Exercise brief:
Copy each of the records exactly; leave nothing out.

Material supplied:
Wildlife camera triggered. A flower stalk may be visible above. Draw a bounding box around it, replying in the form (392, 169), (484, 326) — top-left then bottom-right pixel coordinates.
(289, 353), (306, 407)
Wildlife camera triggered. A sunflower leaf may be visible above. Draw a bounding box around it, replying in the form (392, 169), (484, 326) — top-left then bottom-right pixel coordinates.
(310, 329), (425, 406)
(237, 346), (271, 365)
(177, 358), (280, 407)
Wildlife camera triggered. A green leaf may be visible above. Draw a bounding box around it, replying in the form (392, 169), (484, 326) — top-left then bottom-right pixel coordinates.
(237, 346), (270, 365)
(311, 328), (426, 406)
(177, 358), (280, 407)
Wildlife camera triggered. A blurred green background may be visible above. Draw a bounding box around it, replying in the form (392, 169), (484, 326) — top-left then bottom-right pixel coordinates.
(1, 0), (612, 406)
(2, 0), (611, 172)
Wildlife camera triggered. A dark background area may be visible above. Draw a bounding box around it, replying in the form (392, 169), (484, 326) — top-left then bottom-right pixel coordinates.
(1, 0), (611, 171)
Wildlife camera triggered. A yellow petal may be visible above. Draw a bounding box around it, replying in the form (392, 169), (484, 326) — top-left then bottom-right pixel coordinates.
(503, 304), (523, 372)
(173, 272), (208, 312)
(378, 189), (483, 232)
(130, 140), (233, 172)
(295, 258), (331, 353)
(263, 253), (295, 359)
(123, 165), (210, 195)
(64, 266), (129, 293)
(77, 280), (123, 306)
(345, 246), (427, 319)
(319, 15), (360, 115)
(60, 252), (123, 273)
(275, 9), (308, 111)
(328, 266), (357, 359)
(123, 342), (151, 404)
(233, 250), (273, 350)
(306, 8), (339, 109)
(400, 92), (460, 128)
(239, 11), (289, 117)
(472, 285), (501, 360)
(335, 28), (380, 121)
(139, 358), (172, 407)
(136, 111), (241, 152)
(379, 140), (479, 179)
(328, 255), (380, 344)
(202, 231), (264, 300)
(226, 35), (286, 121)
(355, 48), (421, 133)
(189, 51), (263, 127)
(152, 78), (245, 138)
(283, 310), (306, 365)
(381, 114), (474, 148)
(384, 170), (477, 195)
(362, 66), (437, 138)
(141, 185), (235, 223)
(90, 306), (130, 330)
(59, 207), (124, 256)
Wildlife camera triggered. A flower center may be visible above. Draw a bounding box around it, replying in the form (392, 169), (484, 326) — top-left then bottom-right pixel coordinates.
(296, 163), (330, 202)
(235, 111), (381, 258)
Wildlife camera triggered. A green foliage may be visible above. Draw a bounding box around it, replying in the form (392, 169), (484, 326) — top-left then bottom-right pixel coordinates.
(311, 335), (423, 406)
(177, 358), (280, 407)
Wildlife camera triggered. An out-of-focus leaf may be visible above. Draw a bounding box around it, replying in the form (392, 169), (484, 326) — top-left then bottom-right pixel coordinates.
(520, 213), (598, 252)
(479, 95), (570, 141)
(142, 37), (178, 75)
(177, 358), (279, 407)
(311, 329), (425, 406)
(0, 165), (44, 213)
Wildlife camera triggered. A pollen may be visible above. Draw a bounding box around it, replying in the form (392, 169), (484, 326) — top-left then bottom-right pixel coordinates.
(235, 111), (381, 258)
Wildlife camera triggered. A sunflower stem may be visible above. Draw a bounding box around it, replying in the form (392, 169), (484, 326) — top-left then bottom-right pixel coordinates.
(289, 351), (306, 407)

Exercise output:
Wildlife camera triggered. A flower stalk may be visible above. Draw a bounding box around it, replying in the form (392, 169), (484, 326) — top-left then bottom-right pixel coordinates.
(289, 353), (306, 407)
Wildlife camera triggered. A sunflower leaf may be visible above. Draw a bounding box around it, replying in the form (392, 169), (484, 326) — top-left then bottom-right pixel coordinates.
(310, 329), (425, 406)
(237, 346), (271, 365)
(177, 358), (280, 407)
Wildlife camera triggered. A green leaf may be visible above. Draw a bounding box around it, replying in the form (392, 169), (484, 326) — top-left then bottom-right pixel coordinates.
(237, 346), (270, 365)
(311, 328), (426, 406)
(177, 358), (280, 407)
Wildlife camera triggered. A blurred green background may be visible above. Draw a bounding box around it, replying in the form (392, 169), (484, 326) — top-left then bottom-right pixel coordinates.
(1, 0), (612, 406)
(2, 0), (611, 172)
Wildlife camera triggered. A dark background area may be visible above. Draw a bounding box around it, replying in the form (392, 169), (484, 326) — top-left then bottom-right pixel coordinates.
(1, 0), (611, 171)
Wildlife camera triggered. A yellow petal may be visible above. Draw a bounding box around it, replying in the form (392, 169), (484, 326) — top-left then bottom-right pixel coordinates.
(503, 304), (523, 372)
(173, 272), (208, 312)
(378, 189), (483, 232)
(130, 140), (233, 172)
(295, 258), (331, 353)
(263, 253), (295, 359)
(123, 165), (210, 195)
(64, 266), (129, 293)
(77, 280), (123, 306)
(345, 246), (427, 319)
(319, 15), (360, 115)
(60, 252), (123, 273)
(275, 9), (308, 111)
(328, 266), (357, 359)
(123, 342), (151, 404)
(233, 250), (273, 350)
(306, 8), (339, 109)
(400, 92), (460, 128)
(239, 11), (289, 117)
(472, 285), (501, 360)
(335, 28), (380, 121)
(139, 358), (172, 407)
(136, 111), (241, 152)
(379, 140), (479, 179)
(328, 255), (380, 344)
(202, 231), (264, 300)
(226, 35), (286, 121)
(355, 48), (421, 133)
(189, 51), (263, 127)
(152, 78), (245, 138)
(283, 310), (306, 365)
(381, 114), (474, 148)
(384, 170), (477, 195)
(362, 66), (437, 138)
(141, 185), (235, 223)
(90, 306), (130, 330)
(59, 207), (124, 256)
Wildlife camera triggered. A flower center may be visible above. Draw a bounding box around it, replying in the form (392, 169), (484, 326) — top-left then bottom-right pixel coordinates.
(296, 163), (330, 202)
(235, 111), (381, 258)
Wildlife camera triggered. A green foliage may be visible above. Draw a bounding box around it, replying in the form (392, 169), (484, 326) — top-left then bottom-right pixel coordinates.
(311, 335), (423, 406)
(177, 358), (280, 407)
Wildlife camera triggered. An out-of-focus leaf may be visible above. Draw a bounding box around it, replying in the form (392, 169), (484, 326) — top-left then bottom-right pixel coordinates.
(520, 213), (598, 252)
(479, 95), (570, 141)
(142, 37), (178, 75)
(177, 358), (279, 407)
(311, 329), (425, 406)
(0, 165), (44, 213)
Wildlife camera triggered. A pollen may be visible above. Draw a bounding box around it, replying in the form (392, 169), (484, 326) — top-left then bottom-right pixel coordinates.
(235, 111), (381, 258)
Wildlife camera triggered. A sunflower stem may be visible above. Draw a bounding box around it, replying in the form (392, 169), (484, 326) — top-left then bottom-right pixel coordinates.
(289, 351), (306, 407)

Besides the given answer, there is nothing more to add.